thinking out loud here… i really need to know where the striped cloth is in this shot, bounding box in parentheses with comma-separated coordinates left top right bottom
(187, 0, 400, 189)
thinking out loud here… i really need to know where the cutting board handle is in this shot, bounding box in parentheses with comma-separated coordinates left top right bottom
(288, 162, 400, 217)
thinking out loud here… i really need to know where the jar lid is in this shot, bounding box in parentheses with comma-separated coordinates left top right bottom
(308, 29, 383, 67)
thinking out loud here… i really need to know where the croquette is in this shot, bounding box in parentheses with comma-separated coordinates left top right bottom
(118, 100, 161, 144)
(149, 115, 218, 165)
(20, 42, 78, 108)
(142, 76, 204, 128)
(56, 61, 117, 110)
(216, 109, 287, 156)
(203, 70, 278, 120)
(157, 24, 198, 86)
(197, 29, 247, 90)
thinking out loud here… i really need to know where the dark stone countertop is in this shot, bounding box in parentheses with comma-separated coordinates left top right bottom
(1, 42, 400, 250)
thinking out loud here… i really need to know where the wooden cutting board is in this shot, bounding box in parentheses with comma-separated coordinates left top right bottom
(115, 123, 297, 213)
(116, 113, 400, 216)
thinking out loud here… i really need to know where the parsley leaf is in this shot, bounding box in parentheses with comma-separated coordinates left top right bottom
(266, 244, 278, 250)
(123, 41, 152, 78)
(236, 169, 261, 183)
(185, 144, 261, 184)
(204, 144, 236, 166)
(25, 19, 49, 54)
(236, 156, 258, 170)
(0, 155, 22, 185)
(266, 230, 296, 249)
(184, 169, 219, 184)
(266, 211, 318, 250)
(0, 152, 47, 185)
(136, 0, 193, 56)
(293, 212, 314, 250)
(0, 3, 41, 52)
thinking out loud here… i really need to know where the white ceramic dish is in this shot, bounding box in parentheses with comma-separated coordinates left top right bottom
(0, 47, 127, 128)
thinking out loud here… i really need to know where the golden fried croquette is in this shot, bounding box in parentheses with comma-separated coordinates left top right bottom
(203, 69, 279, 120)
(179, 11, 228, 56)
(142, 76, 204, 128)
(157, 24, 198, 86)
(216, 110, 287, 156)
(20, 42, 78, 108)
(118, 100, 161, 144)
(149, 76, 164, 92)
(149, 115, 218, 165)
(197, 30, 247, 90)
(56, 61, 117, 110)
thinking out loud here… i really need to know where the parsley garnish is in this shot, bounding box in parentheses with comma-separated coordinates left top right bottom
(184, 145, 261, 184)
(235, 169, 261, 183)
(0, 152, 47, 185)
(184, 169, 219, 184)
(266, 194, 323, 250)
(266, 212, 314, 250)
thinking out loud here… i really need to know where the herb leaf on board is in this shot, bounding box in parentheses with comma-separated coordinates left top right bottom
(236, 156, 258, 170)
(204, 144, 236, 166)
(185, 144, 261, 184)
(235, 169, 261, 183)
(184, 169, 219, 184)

+ + + + + + +

**Problem statement:** Reproduce the whole listing word for word.

**Task solution:**
thinking out loud here… i really need to know where the striped cloth is in this shot, bounding box in parentheses with comma-separated coordinates left top right bottom
(187, 0, 400, 189)
thinking out loud here… i really need to know where the cutting board handle is in this shot, bounding box in parentheses with comma-separated coordinates left top right bottom
(288, 162, 400, 217)
thinking out loud here… i really need to know where the jar lid is in this shot, bounding box in parentheses with comma-separated coordinates left top right bottom
(308, 29, 383, 67)
thinking out loud here… i really need to know where the croquette is in this shot, bounding box in parentheses with comma-separated coordinates left top right bottom
(118, 100, 161, 144)
(149, 115, 218, 165)
(20, 42, 78, 108)
(142, 76, 204, 128)
(56, 61, 117, 110)
(216, 109, 287, 156)
(203, 70, 278, 120)
(157, 24, 198, 86)
(197, 29, 247, 90)
thinking out loud here… i really need to know where the dark stone countertop is in this shot, bounding box in parentheses with comma-separated coordinates left top right bottom
(1, 42, 400, 250)
thinking out loud here… i really need to know where the wooden cutting board is in this shot, bounding box in parentheses with comma-separated coordinates left top right bottom
(115, 123, 297, 213)
(116, 113, 400, 216)
thinking out loud here… i really need to know where the parsley leaf is in this shot, bounding box in parentheses with comma-separated coordinates left top right bottom
(266, 244, 278, 250)
(123, 41, 152, 78)
(236, 169, 261, 183)
(185, 144, 261, 184)
(204, 144, 236, 166)
(25, 19, 49, 54)
(236, 156, 258, 170)
(0, 155, 22, 185)
(266, 230, 296, 249)
(184, 169, 219, 184)
(266, 211, 318, 250)
(0, 152, 47, 185)
(136, 0, 193, 56)
(293, 212, 314, 250)
(0, 3, 41, 52)
thinking out loud here… i really need to know where the white ceramic dish is in this shot, bounding box in parentheses with comma-separated coordinates left top right bottom
(0, 47, 127, 128)
thinking out loud here… i really need to know where the golden fried croquette is in this shot, bounding box in parentheses with comma-separated coordinates left top right bottom
(203, 69, 279, 120)
(179, 11, 228, 56)
(142, 76, 204, 128)
(157, 24, 198, 86)
(216, 110, 287, 156)
(20, 42, 78, 108)
(118, 100, 161, 144)
(149, 76, 164, 92)
(149, 115, 218, 165)
(197, 30, 247, 90)
(56, 61, 117, 110)
thinking out loud here… i really need to know where the parsley garnish is in this shot, bounding box in parentheses with comma-separated coordinates left top right bottom
(184, 145, 261, 184)
(235, 169, 261, 183)
(0, 152, 47, 185)
(184, 169, 219, 184)
(266, 194, 323, 250)
(266, 212, 314, 250)
thinking out loud here… i really need to know where the herb leaf on board is in this shot, bounding box in parentheses with comma-separated coordinates left top right bottom
(236, 156, 258, 170)
(204, 144, 236, 166)
(185, 144, 261, 184)
(235, 169, 261, 183)
(184, 169, 219, 184)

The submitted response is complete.